## Dein Ziel
Ordne die Zeilen der folgenden Daten ab der Zeile mit „Mark the stacked jar with a point.“ bis einschließlich der letzten Zeile als JSON-Liste von Zeichenketten an. Jede Zeile wird dabei zu einer eigenen Zeichenkette, Leerzeilen entfallen.

**** Extrahiertes Material

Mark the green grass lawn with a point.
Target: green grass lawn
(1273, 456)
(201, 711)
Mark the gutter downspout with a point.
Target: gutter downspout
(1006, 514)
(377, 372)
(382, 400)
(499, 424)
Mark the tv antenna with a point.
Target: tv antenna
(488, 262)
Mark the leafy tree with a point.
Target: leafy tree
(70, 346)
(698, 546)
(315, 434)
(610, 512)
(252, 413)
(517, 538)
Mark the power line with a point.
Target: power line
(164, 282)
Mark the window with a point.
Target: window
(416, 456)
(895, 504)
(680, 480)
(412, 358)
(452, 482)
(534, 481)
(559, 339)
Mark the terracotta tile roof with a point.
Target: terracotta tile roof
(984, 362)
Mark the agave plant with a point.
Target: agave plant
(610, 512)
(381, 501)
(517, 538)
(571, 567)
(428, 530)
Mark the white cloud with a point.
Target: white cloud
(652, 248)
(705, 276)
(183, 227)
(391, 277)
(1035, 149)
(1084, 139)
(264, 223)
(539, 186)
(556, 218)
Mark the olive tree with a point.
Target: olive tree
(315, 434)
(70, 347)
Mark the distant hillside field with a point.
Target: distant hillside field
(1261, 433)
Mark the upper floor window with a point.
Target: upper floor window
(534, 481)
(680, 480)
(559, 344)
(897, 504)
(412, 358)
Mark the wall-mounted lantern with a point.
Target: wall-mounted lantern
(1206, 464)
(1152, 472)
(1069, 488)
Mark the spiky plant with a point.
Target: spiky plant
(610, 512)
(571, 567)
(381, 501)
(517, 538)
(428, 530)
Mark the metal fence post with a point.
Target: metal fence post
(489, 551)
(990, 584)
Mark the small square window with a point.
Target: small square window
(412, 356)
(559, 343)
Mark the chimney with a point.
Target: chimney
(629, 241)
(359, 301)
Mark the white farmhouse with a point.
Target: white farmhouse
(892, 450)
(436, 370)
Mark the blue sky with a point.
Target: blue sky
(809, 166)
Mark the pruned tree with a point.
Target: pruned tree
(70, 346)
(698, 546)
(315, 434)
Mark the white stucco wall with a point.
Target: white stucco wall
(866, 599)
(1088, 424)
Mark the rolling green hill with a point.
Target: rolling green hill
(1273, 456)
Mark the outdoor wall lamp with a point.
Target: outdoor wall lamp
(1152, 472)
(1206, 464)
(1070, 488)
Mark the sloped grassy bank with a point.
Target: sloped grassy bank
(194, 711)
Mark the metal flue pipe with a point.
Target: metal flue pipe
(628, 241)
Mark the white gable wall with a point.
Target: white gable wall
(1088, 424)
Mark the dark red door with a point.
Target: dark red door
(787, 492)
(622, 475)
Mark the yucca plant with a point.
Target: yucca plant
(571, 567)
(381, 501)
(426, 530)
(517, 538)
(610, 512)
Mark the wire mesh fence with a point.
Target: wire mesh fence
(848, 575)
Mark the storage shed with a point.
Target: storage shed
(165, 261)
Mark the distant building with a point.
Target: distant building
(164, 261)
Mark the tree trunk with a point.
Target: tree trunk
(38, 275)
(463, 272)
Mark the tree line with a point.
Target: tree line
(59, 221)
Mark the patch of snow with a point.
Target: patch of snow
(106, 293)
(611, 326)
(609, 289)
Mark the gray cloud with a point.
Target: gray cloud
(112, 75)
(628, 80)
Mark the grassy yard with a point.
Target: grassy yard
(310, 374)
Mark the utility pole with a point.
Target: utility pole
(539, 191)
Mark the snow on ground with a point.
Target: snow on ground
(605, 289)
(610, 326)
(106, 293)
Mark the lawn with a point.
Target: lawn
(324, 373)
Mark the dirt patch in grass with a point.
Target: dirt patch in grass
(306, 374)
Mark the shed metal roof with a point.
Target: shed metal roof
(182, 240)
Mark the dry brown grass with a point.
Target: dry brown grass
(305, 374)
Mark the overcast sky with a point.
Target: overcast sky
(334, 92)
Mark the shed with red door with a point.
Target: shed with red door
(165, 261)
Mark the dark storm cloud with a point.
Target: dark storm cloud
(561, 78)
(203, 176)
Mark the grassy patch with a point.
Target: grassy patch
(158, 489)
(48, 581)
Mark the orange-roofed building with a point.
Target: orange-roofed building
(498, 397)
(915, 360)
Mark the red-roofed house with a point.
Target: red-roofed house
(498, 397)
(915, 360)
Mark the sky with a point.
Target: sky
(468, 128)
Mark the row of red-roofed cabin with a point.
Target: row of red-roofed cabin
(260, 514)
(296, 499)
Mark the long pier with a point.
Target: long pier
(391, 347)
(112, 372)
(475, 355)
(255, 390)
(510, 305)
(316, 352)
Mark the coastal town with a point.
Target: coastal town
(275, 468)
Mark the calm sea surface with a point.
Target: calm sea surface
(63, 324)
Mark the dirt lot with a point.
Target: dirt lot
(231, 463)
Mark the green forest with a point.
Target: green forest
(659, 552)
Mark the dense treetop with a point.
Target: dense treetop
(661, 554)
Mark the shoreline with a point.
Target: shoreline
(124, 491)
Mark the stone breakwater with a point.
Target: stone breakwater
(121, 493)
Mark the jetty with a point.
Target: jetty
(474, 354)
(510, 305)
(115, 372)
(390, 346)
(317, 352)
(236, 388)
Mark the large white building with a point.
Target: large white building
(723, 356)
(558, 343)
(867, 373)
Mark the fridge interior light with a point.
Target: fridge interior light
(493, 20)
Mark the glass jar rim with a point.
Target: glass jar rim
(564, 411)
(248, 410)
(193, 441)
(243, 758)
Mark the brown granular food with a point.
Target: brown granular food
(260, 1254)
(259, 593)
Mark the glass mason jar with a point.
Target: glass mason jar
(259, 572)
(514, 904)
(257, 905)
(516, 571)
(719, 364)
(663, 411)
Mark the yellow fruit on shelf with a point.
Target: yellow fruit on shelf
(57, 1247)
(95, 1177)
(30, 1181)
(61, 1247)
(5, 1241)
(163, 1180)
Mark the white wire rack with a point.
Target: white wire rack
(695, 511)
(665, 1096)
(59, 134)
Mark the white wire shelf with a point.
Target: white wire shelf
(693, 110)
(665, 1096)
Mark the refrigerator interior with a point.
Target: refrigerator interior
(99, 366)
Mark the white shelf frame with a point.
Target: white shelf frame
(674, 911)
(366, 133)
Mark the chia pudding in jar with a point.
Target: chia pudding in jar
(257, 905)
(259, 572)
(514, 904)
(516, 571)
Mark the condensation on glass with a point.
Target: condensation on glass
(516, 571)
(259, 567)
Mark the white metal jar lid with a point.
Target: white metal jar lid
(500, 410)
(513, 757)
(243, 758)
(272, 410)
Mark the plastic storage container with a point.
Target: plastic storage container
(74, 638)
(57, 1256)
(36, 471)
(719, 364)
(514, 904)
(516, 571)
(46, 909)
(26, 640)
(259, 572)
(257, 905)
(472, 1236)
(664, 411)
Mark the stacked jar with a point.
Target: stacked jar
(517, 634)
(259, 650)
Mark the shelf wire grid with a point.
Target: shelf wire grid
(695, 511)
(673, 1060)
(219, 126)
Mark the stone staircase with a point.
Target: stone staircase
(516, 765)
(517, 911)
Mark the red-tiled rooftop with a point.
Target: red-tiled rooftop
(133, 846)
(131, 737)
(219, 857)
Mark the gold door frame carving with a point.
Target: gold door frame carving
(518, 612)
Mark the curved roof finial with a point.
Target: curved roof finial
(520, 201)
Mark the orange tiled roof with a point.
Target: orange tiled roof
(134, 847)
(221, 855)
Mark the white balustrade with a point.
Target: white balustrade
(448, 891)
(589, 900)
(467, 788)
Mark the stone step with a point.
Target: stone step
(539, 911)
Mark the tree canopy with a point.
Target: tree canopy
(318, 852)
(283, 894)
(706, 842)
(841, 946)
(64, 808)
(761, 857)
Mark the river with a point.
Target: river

********

## Lösung der Übung
[
  "Mark the stacked jar with a point.",
  "Target: stacked jar",
  "(517, 634)",
  "(259, 650)",
  "Mark the shelf wire grid with a point.",
  "Target: shelf wire grid",
  "(695, 511)",
  "(673, 1060)",
  "(219, 126)",
  "Mark the stone staircase with a point.",
  "Target: stone staircase",
  "(516, 765)",
  "(517, 911)",
  "Mark the red-tiled rooftop with a point.",
  "Target: red-tiled rooftop",
  "(133, 846)",
  "(131, 737)",
  "(219, 857)",
  "Mark the gold door frame carving with a point.",
  "Target: gold door frame carving",
  "(518, 612)",
  "Mark the curved roof finial with a point.",
  "Target: curved roof finial",
  "(520, 201)",
  "Mark the orange tiled roof with a point.",
  "Target: orange tiled roof",
  "(134, 847)",
  "(221, 855)",
  "Mark the white balustrade with a point.",
  "Target: white balustrade",
  "(448, 891)",
  "(589, 900)",
  "(467, 788)",
  "Mark the stone step with a point.",
  "Target: stone step",
  "(539, 911)",
  "Mark the tree canopy with a point.",
  "Target: tree canopy",
  "(318, 852)",
  "(283, 894)",
  "(706, 842)",
  "(841, 946)",
  "(64, 808)",
  "(761, 857)",
  "Mark the river with a point.",
  "Target: river"
]